** Opening Exercise passage block **

The COVID-19 global pandemic has brought so much change and uncertainty into our lives these past few months. Some of you may have been experiencing increased stress, fear, or loneliness, and this can feel overwhelming during this challenging time. I have noticed that many people began to come to therapy for the first time because of this global pandemic. Online therapy has also brought people to therapy who otherwise would not have gone. First of all, PROPS TO YOU!! Taking that first step, setting up the appointment, and coming to therapy is hard (virtually or in person)! In this blog, I wanted to talk about the differences and feelings around video sessions vs. in-person sessions.
Video Sessions vs. In-Person Sessions
In order to help prevent the spread of the coronavirus, social distancing, wearing masks, and quarantining have all become new norms. During these unprecedented times, many therapists have begun to offer online sessions, and have begun the process of transitioning clients from in-person to video sessions during the quarantine. At the Works Counseling Center, we offer both. Whether you are meeting via video or phone, it isn’t quite the same as being in person. So, this will walk you through the differences, expectations, and different ways it may impact your therapy experience.

** Closing Exercise passage block **

● **Task instructions**
In the blog post on video and in-person therapy sessions, which counseling center offers both kinds of sessions?

** Opening Entries provided block **

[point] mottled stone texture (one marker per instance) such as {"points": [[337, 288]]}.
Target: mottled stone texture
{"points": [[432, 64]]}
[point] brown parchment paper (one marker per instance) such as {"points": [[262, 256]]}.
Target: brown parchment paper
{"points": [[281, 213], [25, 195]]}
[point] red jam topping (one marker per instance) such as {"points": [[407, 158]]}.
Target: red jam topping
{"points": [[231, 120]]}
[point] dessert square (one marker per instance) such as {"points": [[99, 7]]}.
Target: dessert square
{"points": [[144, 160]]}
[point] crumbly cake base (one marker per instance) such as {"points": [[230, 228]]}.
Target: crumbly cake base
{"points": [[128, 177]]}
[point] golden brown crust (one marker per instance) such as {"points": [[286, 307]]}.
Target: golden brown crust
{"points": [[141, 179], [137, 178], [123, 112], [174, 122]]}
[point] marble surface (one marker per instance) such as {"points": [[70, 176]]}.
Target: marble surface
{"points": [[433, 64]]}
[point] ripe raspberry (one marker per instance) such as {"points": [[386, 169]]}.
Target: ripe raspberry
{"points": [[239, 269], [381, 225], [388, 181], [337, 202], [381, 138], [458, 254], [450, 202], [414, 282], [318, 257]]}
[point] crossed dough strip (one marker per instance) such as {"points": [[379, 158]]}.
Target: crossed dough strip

** Closing Entries provided block **

● **Answer box**
The Works Counseling Center